> **Exercise**: Starting at the line with "point_to annotates the cloudy", retype each line exactly up to and including the final line of the records below.
_____
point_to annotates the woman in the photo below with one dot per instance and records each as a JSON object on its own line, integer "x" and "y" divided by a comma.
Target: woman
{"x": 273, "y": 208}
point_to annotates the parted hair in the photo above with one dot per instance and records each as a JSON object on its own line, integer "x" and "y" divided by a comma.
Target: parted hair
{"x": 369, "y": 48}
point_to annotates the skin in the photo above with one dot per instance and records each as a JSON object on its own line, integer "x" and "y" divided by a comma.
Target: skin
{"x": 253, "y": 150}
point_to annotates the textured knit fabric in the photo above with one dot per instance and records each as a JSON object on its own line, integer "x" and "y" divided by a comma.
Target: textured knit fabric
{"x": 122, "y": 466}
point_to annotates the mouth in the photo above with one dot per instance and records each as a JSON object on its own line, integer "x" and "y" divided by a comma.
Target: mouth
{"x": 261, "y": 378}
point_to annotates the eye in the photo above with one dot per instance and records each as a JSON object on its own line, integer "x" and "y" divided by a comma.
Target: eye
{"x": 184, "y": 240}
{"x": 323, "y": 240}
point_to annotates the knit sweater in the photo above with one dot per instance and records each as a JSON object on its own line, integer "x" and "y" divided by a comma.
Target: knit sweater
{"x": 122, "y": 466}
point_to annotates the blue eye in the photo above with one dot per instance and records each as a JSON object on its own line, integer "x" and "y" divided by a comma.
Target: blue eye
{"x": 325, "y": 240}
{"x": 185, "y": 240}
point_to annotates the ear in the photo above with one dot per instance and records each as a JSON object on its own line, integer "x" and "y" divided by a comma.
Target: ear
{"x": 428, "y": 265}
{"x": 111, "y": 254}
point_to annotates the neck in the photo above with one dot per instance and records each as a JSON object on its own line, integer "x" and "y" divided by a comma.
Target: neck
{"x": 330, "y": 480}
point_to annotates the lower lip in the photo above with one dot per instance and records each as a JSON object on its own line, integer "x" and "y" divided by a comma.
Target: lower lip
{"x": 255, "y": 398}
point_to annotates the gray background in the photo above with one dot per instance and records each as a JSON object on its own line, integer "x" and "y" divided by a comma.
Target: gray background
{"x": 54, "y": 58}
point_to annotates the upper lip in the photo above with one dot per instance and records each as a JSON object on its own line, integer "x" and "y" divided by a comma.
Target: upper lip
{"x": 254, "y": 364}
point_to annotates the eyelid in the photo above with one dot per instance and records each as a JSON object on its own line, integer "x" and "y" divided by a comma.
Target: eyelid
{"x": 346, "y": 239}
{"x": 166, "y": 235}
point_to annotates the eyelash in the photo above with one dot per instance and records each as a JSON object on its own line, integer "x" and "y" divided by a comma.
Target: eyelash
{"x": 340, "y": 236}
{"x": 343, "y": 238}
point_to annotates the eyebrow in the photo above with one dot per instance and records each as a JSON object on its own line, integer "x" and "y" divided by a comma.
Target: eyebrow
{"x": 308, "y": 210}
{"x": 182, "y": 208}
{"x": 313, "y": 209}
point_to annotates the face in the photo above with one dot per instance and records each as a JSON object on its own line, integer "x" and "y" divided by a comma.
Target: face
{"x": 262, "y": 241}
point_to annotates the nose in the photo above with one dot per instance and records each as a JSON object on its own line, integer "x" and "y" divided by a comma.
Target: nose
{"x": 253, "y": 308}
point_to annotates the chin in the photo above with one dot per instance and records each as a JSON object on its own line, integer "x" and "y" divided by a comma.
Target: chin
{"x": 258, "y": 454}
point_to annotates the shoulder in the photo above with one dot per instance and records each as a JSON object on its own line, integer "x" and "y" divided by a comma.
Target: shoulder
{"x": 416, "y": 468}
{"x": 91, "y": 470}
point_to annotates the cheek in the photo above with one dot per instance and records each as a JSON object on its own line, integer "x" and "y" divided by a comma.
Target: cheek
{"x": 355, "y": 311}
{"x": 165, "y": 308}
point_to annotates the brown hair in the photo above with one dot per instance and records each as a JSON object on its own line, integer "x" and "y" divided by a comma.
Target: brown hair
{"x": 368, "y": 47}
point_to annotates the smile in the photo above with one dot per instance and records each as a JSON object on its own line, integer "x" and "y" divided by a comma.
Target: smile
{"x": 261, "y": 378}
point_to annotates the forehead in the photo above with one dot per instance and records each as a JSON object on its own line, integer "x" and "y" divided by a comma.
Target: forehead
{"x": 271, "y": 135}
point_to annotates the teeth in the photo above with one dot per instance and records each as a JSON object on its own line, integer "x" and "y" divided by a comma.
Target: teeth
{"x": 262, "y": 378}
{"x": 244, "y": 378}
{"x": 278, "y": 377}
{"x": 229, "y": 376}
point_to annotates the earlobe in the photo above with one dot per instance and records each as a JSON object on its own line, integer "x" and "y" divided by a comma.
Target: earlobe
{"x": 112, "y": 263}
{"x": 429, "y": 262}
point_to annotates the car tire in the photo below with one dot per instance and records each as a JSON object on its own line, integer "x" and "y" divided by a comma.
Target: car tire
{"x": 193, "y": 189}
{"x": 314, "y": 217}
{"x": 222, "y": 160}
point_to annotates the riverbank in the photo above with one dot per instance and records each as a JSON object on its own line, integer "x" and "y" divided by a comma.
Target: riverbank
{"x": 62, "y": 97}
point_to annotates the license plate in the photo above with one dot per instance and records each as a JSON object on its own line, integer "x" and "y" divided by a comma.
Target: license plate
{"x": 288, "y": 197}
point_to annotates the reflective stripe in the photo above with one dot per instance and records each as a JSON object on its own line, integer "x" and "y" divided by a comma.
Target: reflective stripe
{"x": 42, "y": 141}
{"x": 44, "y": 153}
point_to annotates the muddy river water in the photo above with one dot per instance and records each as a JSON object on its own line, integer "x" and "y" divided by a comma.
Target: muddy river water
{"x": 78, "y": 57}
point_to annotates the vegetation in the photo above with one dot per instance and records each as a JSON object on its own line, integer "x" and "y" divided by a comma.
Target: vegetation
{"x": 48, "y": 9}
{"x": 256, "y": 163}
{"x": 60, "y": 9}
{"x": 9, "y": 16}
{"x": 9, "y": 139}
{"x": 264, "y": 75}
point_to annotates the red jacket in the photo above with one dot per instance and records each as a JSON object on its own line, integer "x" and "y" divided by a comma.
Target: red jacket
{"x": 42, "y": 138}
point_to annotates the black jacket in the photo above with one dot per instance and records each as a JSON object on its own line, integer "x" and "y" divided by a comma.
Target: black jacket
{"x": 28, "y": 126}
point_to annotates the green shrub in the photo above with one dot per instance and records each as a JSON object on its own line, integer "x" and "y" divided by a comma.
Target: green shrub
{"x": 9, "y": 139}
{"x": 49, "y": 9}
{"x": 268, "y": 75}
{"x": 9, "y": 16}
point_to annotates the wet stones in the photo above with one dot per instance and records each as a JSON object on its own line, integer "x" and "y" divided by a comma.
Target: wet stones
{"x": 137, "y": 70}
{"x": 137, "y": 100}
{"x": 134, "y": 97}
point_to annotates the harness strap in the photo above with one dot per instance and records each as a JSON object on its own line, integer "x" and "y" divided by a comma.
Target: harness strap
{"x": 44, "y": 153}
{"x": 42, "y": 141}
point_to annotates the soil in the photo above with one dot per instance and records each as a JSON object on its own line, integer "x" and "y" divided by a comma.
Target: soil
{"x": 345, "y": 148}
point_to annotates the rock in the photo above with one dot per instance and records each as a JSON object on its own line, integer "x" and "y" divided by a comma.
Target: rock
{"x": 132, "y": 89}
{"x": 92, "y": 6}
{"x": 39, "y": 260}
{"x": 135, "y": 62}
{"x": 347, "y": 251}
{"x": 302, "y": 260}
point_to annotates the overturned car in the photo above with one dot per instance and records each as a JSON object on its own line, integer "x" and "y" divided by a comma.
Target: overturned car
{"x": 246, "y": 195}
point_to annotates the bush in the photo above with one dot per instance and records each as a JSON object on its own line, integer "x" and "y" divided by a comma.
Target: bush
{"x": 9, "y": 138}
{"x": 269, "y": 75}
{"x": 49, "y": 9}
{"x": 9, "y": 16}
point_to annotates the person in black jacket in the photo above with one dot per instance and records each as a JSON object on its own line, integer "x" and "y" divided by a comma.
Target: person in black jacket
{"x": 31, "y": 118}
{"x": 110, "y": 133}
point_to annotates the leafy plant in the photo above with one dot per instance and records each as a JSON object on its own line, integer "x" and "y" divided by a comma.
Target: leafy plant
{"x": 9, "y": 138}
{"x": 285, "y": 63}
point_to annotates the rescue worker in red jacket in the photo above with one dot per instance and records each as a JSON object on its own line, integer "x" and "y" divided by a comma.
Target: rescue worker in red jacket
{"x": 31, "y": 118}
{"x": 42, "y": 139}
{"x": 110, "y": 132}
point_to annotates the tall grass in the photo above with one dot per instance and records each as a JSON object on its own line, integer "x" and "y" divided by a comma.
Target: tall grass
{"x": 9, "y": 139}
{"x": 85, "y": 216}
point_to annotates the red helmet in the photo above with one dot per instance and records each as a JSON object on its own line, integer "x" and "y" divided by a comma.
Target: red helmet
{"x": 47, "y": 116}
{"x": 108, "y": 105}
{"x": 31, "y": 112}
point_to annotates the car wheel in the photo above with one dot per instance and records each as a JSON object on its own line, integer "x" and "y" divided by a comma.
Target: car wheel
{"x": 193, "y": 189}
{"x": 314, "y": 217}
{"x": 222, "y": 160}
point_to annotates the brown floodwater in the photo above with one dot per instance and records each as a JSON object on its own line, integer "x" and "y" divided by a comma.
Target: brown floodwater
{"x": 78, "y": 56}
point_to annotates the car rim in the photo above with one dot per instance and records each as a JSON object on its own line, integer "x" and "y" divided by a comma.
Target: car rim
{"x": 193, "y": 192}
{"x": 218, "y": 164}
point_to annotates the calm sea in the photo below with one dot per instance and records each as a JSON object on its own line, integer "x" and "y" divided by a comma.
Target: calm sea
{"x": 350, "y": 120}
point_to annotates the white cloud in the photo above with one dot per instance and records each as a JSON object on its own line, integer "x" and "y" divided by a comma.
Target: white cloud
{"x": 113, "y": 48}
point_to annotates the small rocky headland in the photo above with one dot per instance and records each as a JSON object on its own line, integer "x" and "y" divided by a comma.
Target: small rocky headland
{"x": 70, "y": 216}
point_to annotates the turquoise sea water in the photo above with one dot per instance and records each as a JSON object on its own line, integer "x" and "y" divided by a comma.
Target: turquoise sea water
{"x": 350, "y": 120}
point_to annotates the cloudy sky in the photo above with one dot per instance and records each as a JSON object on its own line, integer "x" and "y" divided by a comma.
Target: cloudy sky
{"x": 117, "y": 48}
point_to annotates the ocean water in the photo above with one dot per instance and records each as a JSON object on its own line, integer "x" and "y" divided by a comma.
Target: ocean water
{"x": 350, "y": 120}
_____
> **Expected output**:
point_to annotates the cloudy sky in the photo above with one dot per instance and records each as a JSON object on its own line, integer "x" and "y" divided by a comma.
Target: cloudy sky
{"x": 117, "y": 48}
point_to annotates the ocean water in the photo above with one dot per instance and records each as a JSON object on its own line, integer "x" and "y" divided by a comma.
Target: ocean water
{"x": 350, "y": 120}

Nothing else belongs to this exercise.